*Auszug*:
★ ★ ★
Die Voice of Peace
Eine Artikelserie von Hans Knot
Themen-Special der Redaktion RADIOJournal

Die Voice of Peace (Teil 08)
So viele Erinnerungen...

von Hans Knot

Im Oktober 1973 wütete ein Krieg im Mittleren Osten. Israel stand auf der einen Seite, Ägypten und Syrien auf der anderen, wobei letztere vom Irak und Jordanien unterstützt und von Saudi Arabien finanziert wurden. Der Krieg brach am 6. Oktober aus. Er dauerte an der syrischen Front bis zum 22. Oktober, an der ägyptischen bis zum 26. Oktober. Die Ereignisse dieses Monats markierten einen Wendepunkt in der Region: Zum ersten Mal wurde deutlich, dass Israel verwundbar war. Die arabischen Staaten, besonders die Kriegsgegner Syrien und Ägypten, bewiesen ihre neu erworbene Stärke, sowohl in militärischer, als auch in organisatorischer Hinsicht. Hinzu kam, dass Israel Land verlor, auch wenn es sich dabei nur um Gebiete handelte, die man seit dem Sechstagekrieg besetzt gehalten hatte.
★ ★ ★
*Ausgangsdaten*:
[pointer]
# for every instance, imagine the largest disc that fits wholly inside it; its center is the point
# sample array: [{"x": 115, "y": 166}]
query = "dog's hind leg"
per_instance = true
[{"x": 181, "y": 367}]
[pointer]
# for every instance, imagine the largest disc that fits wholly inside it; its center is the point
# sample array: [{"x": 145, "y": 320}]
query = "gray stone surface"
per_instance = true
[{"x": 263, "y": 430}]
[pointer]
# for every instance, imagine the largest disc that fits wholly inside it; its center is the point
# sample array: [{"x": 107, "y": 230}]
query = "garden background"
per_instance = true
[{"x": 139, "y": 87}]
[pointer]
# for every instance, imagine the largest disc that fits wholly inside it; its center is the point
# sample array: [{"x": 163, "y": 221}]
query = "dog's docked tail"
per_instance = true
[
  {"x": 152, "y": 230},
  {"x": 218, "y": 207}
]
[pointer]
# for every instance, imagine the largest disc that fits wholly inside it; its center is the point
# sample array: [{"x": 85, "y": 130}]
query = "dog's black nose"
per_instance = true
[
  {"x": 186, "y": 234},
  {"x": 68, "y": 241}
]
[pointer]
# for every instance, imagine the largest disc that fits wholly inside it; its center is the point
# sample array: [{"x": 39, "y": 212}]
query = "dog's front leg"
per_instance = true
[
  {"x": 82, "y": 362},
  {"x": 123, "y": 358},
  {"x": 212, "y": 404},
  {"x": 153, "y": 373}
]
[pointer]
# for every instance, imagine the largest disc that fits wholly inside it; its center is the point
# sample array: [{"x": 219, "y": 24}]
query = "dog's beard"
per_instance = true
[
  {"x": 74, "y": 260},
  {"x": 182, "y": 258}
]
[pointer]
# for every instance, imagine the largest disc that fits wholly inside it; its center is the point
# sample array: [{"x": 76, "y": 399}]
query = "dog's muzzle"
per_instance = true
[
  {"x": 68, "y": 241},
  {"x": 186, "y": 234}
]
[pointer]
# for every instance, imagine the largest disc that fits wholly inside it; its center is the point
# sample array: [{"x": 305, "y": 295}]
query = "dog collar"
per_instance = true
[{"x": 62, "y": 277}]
★ ★ ★
*Ihre Aufgaben*:
[1] Bis zu welchem Tag dauerte der Krieg laut dem Auszug an der ägyptischen Front?
[2] Geben Sie jede Zeile der Auflistung zurück, die die Zeichenfolge "sample" enthält. Die Groß- und Kleinschreibung ist dabei zu beachten.

*Lösungen*:
[1] Bis zum 26. Oktober.

[2]
# sample array: [{"x": 115, "y": 166}]
# sample array: [{"x": 145, "y": 320}]
# sample array: [{"x": 107, "y": 230}]
# sample array: [{"x": 163, "y": 221}]
# sample array: [{"x": 85, "y": 130}]
# sample array: [{"x": 39, "y": 212}]
# sample array: [{"x": 219, "y": 24}]
# sample array: [{"x": 76, "y": 399}]
# sample array: [{"x": 305, "y": 295}]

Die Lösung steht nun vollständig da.